Research suggests head shop closures reduced drug harm

Padraig Conlon 16 Nov 2020

Research from Trinity College Dublin suggests that the closure of Ireland’s head shops in June 2010 resulted in a decline in the incidence of drug-related emergency hospital admissions.

The study, recently published in the European Journal of Public Health, adds weight to the view that the legislative action taken by the Department of Health to close these outlets was warranted as general health, psychiatric and addiction problems were indeed increasing. 

The study looked at the pattern of drug-related hospital admissions before, during and after the arrival and departure of head shops in Ireland.

It focuses on the five-year period of 2008-2012 – with head shops being at their peak in 2010 and disappearing in late August 2010.

The study was a collaboration between the Department of Public Health & Primary Care in Trinity College Dublin and the HSE’s Health Intelligence Unit and UCD. 

Its key findings included: 

  • During the period of greatest head shop activity in Ireland, in the first 8 months of 2010, the rate of drug-related emergency hospital admissions (DRHAs) into medical hospitals was 9% higher than the same period in 2008  
  • The rate of DRHAs was almost one-third lower in 2012, two years after the head shops ceased sale of new psychoactive substances (NPS)  
  • Statistical analysis of the trends estimates that the downward trend in admissions commenced in June 2010, the month after the passage of legislation which criminalised possession and sale of most NPS and resulted in immediate closure of half the head shops 
  • The findings of this study add to the growing range of studies which point to an escalation in health harms coinciding with the presence of head shops and a decline in harms with the onset of their closure.

The study specifically looked at admissions into Irish general hospitals via the emergency department. 

It included admissions which were related to use of any drug and calculated the average daily rate of such admissions in each of the 60 months from January 2008 to December 2012.  

Its focus was on young adults (aged 15 to 34) as it was known that these were the heaviest users of the so-called NPS sold in head shops.

These included drugs such as mephedrone and synthetic cannabis products like ‘Spice’.  

While it was clear in 2010 that some people who used NPS were experiencing health problems due to that use, it was unclear whether they were more harmful than other traditional drugs such as cocaine, cannabis or heroin.   

It was suggested that the health problems related to drug use might deteriorate if head shops were closed due to a combination of people sourcing NPS via a more dangerous black market and returning to use more dangerous older drugs.

++++++++

• _TASK INSTRUCTIONS_:
(1) According to the article on head shop closures, which age group did the study focus on?
(2) Summarize the article on head shop closures in two sentences.

• _Extracted data entries_:
++++++++

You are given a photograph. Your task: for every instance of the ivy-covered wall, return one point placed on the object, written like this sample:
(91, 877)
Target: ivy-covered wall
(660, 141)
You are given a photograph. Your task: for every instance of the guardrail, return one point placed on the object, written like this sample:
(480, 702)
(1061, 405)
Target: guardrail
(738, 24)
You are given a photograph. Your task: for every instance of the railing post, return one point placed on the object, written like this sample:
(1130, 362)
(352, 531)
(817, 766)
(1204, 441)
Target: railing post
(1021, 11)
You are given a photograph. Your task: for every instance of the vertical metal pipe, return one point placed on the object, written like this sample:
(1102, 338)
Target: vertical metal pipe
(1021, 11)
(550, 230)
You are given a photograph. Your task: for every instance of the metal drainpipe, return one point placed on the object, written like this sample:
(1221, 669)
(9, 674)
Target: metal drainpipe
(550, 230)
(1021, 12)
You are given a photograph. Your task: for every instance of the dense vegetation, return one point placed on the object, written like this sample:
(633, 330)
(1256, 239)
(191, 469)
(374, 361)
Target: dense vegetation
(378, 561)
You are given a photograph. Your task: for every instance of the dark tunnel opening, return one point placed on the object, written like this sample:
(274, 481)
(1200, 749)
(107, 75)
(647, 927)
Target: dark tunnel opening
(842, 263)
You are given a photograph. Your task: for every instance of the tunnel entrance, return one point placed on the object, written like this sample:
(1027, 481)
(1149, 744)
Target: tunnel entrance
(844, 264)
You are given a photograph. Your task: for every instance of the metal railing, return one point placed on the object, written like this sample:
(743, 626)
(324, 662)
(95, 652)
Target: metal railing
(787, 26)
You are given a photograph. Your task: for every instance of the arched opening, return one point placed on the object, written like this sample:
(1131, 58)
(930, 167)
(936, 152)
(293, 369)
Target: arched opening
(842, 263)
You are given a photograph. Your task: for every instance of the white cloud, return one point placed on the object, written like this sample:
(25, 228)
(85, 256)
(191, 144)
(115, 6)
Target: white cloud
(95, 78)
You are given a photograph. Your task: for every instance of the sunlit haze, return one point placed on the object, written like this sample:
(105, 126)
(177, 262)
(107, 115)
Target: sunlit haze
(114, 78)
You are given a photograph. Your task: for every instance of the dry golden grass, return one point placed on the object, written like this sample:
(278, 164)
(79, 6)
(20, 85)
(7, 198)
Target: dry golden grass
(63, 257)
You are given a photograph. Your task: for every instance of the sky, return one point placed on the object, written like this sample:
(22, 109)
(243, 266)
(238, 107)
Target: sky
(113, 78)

++++++++

• _COMPLETED EXERCISE_:
(1) Young adults aged 15 to 34.

(2) Research from Trinity College Dublin suggests that the closure of Ireland's head shops in 2010 led to a decline in drug-related emergency hospital admissions. Admissions were 9% higher in the first eight months of 2010 than in the same period of 2008 and almost one-third lower by 2012, with the downward trend starting in June 2010, the month after legislation criminalized the possession and sale of most new psychoactive substances.